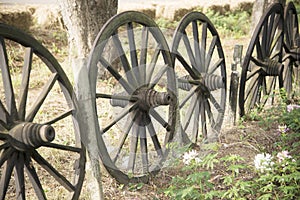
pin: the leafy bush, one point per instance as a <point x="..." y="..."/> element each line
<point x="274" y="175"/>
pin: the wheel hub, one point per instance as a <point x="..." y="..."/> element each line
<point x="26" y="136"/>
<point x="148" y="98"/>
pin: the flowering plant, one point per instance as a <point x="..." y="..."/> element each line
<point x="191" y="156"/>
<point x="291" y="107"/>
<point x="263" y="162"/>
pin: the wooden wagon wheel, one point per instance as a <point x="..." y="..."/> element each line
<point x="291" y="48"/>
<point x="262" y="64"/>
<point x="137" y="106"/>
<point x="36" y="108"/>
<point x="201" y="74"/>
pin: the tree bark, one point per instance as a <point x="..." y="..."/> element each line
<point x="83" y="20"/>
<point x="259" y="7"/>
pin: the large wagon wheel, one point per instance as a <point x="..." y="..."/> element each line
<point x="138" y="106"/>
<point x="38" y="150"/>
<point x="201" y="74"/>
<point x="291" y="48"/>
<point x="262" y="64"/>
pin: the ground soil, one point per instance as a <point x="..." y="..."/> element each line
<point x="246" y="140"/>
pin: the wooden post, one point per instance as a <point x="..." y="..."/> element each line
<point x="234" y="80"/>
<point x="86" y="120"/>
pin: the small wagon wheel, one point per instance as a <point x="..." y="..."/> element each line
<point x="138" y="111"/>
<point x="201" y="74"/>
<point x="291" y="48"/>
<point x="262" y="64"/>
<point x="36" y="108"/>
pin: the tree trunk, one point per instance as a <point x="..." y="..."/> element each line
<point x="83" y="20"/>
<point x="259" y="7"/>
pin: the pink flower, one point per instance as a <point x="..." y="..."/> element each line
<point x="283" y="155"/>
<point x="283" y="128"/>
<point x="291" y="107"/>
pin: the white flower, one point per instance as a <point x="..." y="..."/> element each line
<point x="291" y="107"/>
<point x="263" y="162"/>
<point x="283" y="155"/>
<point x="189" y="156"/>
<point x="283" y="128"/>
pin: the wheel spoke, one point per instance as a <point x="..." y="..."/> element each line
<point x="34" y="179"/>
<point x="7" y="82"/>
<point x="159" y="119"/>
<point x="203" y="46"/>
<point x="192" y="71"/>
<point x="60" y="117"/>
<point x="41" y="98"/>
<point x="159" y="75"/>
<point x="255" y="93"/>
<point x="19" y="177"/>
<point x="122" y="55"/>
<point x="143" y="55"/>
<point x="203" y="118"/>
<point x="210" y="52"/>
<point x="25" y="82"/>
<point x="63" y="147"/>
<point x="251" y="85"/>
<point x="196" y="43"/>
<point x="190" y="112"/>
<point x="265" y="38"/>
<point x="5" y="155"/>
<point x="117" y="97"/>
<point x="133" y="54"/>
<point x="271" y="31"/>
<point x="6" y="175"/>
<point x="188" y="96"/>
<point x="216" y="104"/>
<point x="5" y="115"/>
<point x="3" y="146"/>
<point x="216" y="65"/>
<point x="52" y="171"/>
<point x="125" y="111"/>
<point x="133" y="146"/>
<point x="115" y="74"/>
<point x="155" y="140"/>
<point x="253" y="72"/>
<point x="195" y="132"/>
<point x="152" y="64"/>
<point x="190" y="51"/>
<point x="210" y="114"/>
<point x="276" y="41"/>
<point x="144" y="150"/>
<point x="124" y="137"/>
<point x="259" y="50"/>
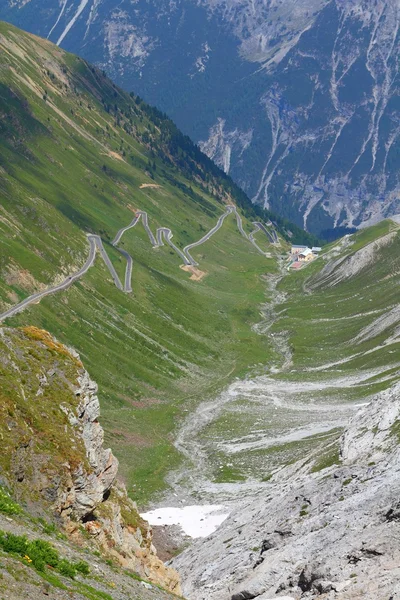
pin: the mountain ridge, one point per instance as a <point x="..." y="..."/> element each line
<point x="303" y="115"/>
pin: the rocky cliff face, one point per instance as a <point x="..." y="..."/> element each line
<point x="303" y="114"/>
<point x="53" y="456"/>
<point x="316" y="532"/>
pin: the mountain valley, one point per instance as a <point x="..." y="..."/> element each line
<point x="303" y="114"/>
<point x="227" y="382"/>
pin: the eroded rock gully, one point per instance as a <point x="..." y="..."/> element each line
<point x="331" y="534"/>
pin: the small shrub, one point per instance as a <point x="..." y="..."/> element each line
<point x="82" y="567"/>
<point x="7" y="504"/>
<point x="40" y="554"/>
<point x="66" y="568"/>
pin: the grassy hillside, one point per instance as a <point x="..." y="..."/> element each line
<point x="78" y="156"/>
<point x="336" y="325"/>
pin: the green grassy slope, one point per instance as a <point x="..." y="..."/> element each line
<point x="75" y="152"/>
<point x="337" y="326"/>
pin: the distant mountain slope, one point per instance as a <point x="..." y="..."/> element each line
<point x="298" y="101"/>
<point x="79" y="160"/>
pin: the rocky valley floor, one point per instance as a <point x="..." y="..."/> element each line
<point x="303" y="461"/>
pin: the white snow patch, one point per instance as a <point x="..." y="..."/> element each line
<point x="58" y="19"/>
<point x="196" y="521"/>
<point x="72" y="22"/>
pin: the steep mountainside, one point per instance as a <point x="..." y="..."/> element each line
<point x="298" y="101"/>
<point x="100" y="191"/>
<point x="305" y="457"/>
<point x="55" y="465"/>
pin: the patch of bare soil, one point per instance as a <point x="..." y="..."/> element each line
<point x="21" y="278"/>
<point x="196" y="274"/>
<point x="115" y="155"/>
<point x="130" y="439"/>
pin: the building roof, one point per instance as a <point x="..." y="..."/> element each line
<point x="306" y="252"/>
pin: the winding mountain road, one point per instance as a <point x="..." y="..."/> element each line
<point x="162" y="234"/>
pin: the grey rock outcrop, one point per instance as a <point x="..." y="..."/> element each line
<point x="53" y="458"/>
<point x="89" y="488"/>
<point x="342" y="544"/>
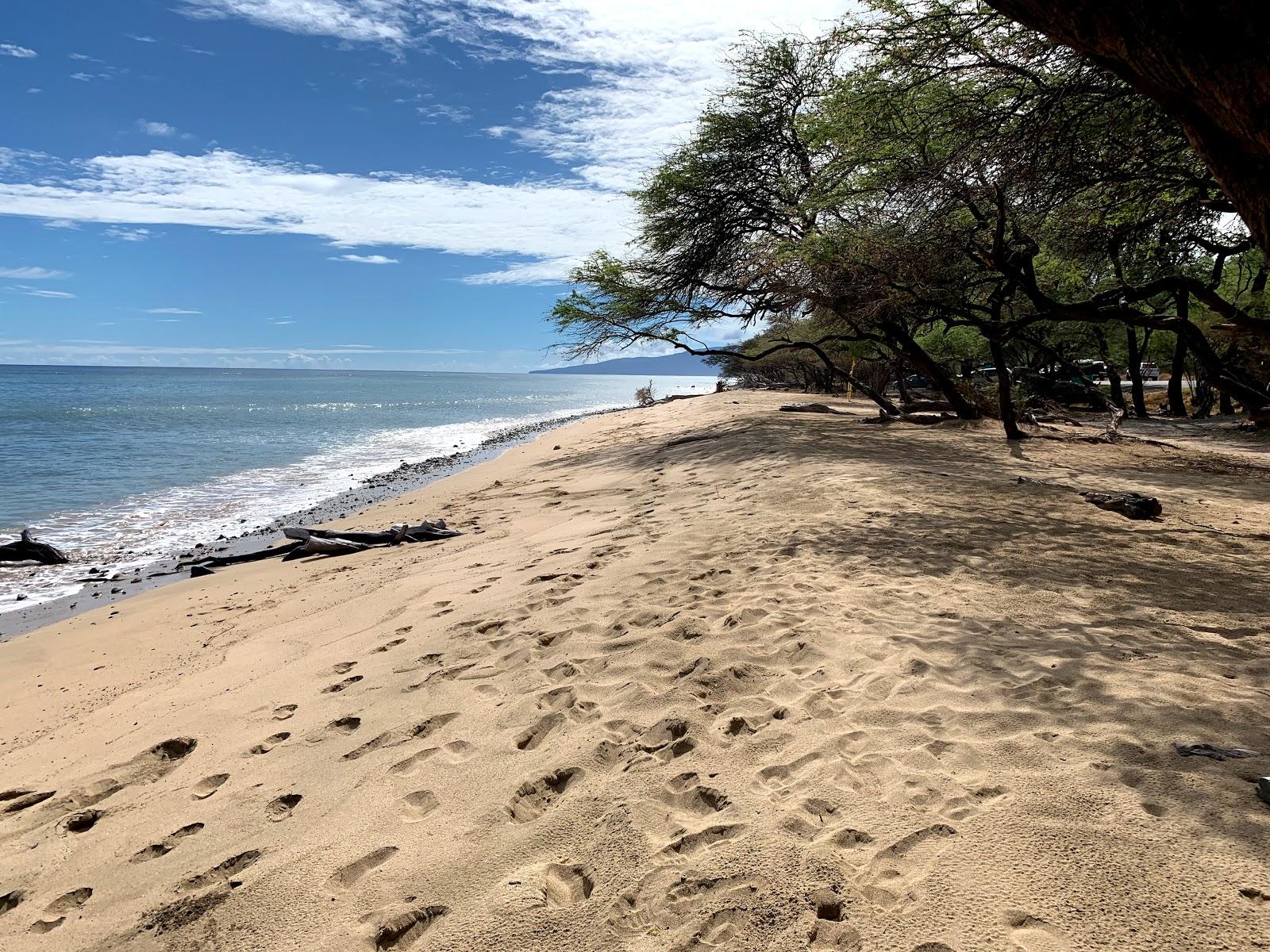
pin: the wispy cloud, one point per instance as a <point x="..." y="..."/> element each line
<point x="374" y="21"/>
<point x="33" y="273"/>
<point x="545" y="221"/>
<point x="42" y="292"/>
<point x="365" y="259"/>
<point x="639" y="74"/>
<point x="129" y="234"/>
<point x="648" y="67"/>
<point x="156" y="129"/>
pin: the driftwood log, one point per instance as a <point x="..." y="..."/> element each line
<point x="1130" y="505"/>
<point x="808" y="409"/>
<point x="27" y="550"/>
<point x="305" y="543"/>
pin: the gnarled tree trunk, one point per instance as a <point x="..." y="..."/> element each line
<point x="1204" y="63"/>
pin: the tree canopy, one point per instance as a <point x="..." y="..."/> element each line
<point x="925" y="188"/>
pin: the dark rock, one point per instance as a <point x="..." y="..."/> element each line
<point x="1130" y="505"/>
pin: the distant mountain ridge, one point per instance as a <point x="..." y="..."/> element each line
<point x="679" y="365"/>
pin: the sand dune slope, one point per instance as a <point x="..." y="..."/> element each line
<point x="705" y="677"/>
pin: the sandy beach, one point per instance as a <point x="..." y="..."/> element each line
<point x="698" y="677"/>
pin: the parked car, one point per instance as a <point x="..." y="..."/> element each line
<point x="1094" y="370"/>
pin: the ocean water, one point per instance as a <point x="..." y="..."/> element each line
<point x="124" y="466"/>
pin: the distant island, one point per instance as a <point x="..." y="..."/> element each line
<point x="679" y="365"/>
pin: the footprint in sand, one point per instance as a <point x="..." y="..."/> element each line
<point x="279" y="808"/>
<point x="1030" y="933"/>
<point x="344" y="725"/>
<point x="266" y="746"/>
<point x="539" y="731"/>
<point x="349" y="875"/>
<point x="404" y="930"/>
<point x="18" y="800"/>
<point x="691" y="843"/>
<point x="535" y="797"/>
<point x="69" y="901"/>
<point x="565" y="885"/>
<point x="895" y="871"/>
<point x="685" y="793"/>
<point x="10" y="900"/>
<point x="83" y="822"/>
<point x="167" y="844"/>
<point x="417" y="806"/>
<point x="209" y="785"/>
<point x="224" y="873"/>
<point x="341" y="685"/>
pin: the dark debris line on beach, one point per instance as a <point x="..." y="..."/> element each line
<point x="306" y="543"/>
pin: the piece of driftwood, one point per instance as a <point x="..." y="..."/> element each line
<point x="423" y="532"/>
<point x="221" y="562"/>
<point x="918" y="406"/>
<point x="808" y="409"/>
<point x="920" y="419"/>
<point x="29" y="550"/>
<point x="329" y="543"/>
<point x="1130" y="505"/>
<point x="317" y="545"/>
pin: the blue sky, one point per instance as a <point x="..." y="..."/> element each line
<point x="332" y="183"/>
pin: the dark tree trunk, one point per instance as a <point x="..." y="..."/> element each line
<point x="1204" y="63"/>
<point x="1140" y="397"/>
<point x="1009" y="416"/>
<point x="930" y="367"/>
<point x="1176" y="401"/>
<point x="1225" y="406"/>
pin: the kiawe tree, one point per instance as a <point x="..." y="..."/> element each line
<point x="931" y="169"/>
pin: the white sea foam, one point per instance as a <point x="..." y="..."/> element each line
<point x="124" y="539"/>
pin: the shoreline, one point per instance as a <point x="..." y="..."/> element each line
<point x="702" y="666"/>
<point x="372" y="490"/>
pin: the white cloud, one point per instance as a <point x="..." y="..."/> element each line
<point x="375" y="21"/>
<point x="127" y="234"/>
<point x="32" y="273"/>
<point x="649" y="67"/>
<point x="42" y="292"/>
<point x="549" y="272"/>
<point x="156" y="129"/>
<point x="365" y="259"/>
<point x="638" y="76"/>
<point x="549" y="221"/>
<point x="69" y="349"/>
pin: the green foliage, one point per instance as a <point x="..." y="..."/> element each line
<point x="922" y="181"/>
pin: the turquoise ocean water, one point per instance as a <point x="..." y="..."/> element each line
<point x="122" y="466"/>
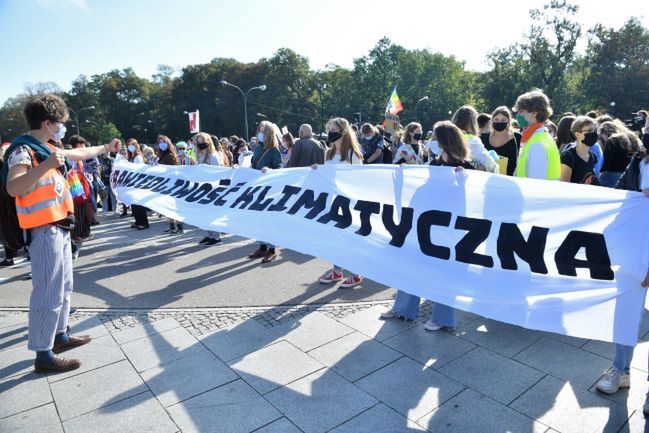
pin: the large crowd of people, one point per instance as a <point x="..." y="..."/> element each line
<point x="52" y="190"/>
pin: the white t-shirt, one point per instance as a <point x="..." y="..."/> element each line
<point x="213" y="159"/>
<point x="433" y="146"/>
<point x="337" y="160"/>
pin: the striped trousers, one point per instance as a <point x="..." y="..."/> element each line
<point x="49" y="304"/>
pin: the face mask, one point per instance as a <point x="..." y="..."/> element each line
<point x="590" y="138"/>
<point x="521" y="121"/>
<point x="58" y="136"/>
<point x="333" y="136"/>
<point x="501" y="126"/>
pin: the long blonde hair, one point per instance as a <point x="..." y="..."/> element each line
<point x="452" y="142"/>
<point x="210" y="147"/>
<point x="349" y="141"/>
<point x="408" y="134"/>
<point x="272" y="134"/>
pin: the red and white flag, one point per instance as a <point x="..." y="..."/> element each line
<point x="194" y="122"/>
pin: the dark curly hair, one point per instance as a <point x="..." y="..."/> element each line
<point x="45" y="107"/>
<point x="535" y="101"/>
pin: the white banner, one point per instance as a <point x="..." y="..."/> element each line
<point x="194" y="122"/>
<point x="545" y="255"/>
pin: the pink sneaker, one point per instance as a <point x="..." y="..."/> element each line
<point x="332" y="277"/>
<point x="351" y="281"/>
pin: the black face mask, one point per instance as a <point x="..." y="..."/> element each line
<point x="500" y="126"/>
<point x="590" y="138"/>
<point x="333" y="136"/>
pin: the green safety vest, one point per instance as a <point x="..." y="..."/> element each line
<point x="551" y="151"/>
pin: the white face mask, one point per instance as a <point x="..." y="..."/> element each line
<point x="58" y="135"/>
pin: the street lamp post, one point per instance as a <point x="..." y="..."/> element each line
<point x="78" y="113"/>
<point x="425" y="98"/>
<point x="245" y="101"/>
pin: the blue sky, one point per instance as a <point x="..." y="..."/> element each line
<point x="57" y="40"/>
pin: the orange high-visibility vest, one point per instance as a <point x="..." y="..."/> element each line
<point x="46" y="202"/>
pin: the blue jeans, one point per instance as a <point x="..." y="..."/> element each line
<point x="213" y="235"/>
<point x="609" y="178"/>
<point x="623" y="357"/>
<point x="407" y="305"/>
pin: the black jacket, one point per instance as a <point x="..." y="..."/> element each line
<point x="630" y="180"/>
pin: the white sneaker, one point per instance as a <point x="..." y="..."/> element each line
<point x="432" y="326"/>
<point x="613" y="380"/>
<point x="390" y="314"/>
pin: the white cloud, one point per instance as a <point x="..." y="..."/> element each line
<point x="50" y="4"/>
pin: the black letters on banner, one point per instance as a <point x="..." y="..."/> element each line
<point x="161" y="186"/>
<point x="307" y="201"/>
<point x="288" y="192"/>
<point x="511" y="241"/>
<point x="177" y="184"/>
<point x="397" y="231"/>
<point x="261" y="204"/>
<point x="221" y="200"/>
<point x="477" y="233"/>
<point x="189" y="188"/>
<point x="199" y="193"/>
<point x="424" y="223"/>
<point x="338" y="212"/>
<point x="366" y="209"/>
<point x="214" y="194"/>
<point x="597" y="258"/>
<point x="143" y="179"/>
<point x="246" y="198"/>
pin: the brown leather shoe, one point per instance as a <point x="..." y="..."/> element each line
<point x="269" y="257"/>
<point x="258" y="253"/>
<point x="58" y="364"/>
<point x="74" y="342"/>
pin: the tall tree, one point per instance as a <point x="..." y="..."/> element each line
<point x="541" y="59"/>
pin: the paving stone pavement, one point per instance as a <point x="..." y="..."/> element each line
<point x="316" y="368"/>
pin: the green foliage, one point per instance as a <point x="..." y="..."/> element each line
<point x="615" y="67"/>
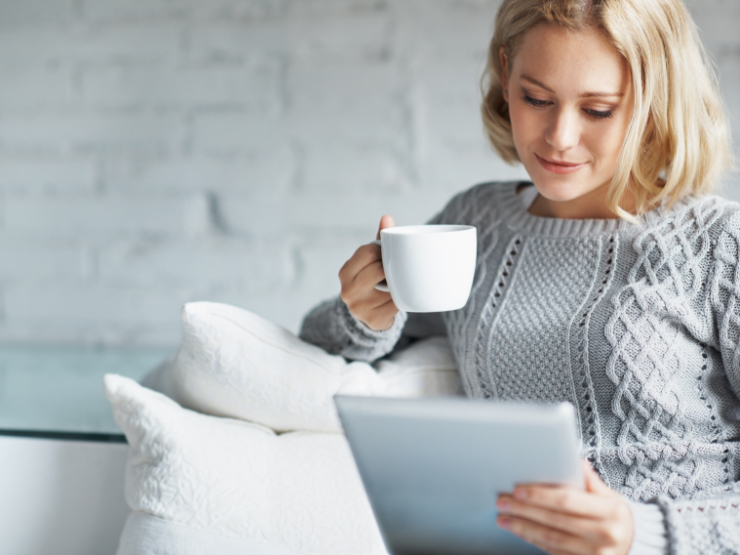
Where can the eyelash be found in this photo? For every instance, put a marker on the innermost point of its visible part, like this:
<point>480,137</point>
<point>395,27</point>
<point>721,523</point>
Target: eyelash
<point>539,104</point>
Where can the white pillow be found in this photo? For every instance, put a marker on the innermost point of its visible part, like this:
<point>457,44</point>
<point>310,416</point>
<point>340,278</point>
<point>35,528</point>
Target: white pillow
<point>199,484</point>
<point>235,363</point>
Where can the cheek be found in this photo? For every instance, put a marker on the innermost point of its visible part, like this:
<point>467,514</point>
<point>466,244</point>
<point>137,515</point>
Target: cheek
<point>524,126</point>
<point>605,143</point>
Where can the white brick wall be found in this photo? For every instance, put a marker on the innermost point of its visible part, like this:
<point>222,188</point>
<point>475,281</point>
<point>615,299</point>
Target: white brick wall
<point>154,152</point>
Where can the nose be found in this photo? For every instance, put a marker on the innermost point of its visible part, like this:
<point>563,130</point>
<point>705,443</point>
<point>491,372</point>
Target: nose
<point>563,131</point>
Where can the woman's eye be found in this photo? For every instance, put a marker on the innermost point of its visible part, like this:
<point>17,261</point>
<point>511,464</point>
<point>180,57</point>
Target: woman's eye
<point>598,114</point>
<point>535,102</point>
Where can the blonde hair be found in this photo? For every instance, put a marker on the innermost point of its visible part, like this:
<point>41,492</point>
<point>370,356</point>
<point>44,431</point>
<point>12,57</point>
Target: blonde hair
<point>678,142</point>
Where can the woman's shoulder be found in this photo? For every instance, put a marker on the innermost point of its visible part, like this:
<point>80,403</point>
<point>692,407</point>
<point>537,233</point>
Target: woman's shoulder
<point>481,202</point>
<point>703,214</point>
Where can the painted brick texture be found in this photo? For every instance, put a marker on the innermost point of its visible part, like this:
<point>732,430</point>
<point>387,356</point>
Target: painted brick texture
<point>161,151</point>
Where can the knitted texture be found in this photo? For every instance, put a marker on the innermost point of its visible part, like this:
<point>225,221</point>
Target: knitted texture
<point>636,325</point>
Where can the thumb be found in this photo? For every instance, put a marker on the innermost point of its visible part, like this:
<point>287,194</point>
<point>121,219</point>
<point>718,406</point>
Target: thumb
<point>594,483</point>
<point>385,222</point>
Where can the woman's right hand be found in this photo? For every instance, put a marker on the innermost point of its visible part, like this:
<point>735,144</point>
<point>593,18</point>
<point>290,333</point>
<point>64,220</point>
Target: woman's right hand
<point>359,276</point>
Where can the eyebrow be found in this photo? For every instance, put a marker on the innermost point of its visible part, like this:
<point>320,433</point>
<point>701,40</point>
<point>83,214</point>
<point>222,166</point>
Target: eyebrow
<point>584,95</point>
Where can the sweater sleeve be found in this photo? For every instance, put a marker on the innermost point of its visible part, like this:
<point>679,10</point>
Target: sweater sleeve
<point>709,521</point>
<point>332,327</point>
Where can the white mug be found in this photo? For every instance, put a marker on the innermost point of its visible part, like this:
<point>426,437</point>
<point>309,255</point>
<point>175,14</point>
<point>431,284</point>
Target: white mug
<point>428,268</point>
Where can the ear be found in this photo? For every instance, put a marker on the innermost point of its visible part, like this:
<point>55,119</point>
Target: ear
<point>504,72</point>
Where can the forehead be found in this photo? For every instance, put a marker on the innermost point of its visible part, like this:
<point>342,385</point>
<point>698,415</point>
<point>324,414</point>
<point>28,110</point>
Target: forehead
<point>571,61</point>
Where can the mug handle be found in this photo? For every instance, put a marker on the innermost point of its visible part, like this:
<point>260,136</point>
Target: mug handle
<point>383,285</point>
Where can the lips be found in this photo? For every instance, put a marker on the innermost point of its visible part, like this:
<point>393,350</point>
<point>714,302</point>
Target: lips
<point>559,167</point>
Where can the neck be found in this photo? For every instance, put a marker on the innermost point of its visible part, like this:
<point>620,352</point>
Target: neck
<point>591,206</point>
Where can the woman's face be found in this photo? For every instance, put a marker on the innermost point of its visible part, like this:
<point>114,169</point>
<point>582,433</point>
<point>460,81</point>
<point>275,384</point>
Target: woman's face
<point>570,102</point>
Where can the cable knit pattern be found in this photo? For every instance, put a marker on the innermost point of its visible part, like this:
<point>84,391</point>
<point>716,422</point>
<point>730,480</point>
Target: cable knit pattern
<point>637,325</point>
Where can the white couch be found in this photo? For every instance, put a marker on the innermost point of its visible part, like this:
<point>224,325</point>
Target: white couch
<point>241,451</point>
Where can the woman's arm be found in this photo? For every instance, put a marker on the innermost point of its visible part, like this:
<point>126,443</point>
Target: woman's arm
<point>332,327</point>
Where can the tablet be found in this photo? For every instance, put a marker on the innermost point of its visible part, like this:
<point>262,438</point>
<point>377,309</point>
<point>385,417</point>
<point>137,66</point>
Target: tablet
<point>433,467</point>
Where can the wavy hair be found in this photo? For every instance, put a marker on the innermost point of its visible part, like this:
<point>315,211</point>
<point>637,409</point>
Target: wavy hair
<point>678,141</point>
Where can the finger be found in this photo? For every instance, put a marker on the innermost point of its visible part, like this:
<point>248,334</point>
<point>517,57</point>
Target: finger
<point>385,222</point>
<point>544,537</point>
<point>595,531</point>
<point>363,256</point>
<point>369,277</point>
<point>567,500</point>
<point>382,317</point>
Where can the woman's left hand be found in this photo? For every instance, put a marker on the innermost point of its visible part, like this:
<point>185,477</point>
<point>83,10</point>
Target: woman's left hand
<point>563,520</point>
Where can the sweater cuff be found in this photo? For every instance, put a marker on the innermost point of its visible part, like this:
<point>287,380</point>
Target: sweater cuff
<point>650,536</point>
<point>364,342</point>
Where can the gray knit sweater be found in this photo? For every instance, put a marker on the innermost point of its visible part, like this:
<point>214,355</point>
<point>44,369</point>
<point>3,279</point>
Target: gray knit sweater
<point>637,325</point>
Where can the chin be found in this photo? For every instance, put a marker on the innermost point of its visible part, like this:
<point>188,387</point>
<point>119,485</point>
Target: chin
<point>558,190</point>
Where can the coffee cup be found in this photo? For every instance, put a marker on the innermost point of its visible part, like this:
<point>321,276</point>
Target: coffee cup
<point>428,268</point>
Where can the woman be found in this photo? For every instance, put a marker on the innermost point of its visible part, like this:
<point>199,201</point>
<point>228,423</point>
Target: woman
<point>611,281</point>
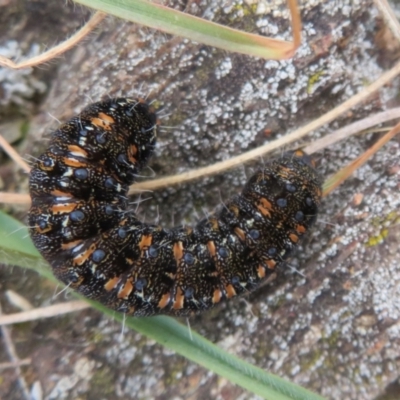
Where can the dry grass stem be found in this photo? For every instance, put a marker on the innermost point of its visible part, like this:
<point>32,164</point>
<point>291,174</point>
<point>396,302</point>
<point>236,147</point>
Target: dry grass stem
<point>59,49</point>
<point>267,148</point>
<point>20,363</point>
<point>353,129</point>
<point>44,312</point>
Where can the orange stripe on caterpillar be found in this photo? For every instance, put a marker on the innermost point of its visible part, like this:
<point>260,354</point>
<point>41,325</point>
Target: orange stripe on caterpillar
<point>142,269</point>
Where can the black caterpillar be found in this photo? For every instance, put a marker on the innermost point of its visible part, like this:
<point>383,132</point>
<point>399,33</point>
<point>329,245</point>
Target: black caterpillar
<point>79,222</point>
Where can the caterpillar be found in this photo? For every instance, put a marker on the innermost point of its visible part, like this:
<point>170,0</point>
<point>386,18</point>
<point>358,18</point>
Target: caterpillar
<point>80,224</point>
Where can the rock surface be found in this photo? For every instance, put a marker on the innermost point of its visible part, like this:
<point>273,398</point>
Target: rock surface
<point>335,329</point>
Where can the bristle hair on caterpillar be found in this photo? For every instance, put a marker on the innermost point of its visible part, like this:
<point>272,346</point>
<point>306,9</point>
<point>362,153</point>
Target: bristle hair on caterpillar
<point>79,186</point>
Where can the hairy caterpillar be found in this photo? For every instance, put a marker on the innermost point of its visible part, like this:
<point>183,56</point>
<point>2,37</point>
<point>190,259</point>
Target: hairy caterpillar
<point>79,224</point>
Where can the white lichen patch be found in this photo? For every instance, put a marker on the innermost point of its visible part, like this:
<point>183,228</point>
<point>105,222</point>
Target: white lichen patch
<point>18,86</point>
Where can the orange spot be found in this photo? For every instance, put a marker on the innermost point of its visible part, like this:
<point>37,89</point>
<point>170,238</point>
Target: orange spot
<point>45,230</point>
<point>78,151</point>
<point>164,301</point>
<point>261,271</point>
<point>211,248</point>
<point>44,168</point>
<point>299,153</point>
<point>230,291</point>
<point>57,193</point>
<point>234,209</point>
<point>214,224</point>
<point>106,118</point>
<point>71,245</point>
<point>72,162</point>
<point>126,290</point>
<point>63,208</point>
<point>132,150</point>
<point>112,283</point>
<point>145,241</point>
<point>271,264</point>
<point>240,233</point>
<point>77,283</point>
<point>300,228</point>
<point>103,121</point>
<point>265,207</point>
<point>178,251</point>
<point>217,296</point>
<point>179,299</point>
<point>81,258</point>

• What to produce
Please show every line of the items above that contains the word "trunk".

• Output for this exercise
pin: the tree trunk, one point per instance as a <point x="..." y="..."/> element each line
pin: the gnarled tree trunk, one point per instance as a <point x="..." y="..."/> element each line
pin: the dark tree trunk, one point per instance as a <point x="..." y="..."/> element each line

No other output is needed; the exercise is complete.